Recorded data
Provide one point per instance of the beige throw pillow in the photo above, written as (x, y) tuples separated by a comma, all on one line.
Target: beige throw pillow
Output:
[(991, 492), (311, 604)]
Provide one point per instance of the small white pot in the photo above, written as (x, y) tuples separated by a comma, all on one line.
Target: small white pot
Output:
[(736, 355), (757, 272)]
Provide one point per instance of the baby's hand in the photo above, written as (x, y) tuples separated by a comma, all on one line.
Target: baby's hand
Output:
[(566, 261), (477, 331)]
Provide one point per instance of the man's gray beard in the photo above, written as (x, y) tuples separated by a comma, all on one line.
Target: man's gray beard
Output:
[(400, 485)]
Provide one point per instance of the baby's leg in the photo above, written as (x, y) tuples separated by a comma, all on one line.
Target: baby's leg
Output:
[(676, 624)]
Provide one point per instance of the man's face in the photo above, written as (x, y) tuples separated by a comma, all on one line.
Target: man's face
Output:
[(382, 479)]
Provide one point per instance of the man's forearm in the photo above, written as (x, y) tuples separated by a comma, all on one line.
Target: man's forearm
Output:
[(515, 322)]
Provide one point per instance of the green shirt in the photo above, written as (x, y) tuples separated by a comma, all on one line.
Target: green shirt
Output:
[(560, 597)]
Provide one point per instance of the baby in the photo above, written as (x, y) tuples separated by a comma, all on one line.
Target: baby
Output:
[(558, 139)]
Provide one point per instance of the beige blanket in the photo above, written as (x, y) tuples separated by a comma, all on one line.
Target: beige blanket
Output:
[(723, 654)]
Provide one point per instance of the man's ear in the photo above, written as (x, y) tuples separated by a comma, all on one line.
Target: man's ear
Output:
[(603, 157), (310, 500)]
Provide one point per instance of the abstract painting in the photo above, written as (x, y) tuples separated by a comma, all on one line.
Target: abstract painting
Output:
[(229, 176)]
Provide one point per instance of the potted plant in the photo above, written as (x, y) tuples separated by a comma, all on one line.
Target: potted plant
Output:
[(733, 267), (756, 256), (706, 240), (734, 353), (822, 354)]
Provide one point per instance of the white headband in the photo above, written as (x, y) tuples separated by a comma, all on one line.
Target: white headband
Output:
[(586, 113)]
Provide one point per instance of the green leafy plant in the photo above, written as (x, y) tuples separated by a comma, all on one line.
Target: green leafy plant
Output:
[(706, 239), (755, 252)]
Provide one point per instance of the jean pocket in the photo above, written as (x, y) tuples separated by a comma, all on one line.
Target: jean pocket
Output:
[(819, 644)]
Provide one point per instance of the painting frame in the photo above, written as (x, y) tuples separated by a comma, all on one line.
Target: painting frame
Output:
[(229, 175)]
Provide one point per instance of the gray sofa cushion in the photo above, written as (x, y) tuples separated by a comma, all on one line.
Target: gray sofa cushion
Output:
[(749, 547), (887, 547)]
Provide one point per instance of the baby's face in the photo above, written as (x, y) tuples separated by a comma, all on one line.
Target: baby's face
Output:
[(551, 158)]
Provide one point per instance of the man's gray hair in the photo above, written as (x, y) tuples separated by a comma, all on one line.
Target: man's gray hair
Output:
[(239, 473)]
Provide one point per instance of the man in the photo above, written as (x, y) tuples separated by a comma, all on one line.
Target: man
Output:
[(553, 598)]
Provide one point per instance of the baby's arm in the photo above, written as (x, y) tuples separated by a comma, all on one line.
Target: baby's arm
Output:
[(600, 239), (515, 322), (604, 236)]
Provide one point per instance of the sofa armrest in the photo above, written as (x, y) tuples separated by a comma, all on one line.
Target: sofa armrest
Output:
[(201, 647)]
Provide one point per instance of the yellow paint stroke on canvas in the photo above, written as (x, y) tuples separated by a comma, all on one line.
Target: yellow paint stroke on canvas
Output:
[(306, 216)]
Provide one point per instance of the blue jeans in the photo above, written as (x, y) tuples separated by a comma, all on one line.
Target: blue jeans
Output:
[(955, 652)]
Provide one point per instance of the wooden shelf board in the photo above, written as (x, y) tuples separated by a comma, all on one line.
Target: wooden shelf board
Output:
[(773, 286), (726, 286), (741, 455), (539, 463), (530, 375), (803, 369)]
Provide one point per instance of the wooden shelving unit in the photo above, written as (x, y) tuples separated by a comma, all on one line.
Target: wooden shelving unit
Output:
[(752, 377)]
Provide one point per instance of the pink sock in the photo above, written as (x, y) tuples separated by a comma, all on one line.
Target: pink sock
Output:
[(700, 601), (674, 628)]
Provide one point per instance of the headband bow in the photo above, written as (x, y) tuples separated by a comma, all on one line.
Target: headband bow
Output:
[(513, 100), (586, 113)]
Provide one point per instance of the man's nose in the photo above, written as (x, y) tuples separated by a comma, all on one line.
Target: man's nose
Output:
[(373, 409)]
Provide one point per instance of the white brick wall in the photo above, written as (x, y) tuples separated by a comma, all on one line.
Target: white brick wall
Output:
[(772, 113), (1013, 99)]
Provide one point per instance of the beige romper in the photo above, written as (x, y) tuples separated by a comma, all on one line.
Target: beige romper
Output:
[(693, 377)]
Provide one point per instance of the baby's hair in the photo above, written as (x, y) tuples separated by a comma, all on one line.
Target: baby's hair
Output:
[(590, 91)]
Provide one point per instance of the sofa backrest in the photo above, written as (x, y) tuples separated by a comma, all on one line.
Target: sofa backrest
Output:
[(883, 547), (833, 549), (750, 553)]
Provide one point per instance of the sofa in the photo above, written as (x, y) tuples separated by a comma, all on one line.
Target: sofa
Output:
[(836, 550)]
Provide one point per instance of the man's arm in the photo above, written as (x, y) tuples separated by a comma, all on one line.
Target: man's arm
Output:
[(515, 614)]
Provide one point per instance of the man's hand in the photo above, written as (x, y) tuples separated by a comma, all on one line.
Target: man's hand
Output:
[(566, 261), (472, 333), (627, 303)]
* * *
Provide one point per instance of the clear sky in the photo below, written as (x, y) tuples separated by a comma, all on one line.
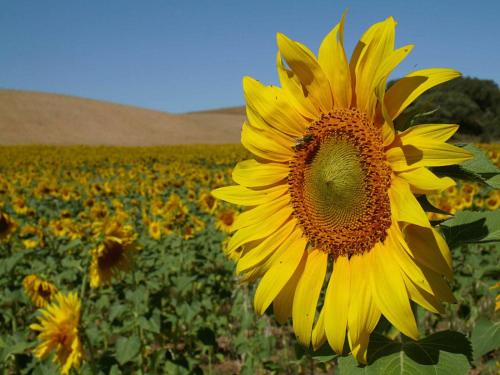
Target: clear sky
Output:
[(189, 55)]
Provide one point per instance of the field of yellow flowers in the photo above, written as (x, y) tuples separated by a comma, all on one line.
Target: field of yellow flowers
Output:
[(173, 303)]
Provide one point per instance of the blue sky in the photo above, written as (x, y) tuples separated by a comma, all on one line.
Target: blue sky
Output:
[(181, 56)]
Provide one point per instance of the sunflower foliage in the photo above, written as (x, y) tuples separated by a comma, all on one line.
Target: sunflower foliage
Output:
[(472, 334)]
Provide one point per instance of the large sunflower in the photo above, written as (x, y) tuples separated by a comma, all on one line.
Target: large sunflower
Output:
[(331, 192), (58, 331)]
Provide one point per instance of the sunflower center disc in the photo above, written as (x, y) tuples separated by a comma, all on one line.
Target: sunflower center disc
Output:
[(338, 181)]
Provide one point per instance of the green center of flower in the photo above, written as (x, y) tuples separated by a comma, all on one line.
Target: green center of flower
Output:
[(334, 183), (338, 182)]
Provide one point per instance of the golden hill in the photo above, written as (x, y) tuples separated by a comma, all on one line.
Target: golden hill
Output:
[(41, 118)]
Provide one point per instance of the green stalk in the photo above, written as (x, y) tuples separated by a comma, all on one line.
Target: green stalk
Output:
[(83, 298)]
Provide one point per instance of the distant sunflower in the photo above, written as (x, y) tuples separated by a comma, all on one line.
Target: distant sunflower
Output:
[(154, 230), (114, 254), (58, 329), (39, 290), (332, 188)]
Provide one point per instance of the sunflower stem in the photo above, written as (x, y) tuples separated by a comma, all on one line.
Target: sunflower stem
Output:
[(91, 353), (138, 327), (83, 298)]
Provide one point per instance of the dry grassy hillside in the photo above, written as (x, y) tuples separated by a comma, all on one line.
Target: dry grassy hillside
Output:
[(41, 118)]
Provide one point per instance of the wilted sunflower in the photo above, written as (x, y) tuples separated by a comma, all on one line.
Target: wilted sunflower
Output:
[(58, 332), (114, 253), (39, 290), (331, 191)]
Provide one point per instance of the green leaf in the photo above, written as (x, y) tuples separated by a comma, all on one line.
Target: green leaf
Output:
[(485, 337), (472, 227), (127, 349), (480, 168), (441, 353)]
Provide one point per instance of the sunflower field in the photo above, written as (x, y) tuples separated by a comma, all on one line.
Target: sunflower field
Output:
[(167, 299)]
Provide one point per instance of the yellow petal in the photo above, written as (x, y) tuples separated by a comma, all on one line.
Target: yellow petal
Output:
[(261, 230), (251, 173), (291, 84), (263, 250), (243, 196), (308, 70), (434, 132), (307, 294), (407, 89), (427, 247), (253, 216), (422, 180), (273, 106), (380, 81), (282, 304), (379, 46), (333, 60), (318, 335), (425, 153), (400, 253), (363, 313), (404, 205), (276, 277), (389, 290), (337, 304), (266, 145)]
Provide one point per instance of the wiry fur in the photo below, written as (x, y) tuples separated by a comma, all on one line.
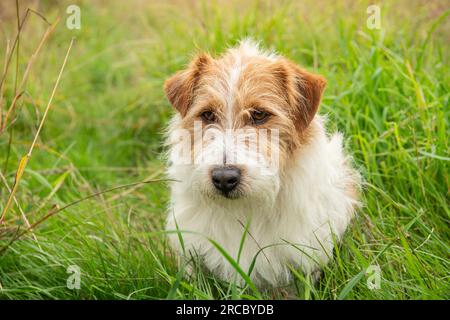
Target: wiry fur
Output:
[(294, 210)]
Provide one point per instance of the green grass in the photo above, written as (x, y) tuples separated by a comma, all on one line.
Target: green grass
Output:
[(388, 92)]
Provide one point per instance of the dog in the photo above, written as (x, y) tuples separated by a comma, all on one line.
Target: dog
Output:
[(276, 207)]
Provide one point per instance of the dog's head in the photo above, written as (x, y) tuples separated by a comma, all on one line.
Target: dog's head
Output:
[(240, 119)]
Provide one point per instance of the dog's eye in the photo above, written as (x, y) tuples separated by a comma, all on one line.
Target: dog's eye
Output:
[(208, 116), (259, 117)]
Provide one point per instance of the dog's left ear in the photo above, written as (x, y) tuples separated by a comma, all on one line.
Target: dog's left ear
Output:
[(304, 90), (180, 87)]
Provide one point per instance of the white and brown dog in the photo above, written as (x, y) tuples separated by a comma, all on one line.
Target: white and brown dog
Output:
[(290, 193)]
--
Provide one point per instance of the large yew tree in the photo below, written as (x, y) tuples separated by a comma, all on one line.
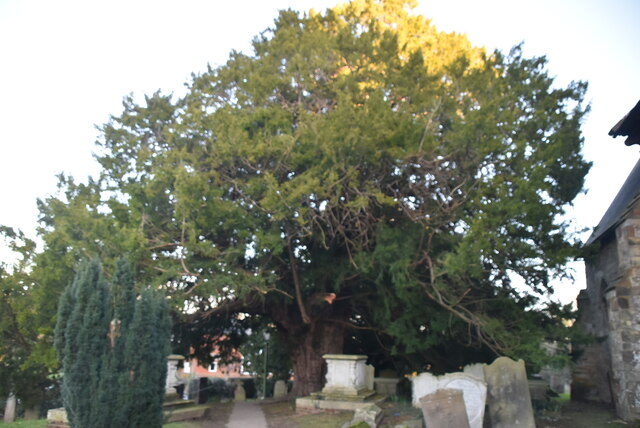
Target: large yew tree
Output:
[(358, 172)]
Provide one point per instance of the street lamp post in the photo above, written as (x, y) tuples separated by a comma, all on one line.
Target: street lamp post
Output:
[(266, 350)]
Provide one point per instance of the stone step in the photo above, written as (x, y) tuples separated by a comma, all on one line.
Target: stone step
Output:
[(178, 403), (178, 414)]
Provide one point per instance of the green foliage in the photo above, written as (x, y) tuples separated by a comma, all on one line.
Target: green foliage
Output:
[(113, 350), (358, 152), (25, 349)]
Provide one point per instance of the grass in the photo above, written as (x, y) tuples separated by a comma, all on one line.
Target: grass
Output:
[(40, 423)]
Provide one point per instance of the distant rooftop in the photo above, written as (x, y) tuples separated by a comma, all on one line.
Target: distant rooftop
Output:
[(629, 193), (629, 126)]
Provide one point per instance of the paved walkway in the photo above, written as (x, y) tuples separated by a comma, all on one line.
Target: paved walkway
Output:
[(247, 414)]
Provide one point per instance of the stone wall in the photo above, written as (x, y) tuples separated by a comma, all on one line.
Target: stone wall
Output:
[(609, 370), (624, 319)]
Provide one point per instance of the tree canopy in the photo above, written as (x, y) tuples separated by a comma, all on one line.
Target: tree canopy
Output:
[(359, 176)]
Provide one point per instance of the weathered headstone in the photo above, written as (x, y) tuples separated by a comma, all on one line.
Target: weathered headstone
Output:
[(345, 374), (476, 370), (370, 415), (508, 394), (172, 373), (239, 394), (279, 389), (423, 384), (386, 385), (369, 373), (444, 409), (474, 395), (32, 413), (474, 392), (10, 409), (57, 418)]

Written instruction: Copy the data starting at the line that has "Provide one point per instance of the beige throw" and ending after the line that has "[(991, 492), (311, 604)]". In that copy, replace "beige" with "cream" and leave everything else as it is.

Written solution:
Provide one point per instance of the cream throw pillow in the photo above, written as (x, y) tuples separated by a comma, all on one line.
Target: cream throw pillow
Output:
[(991, 492), (311, 604)]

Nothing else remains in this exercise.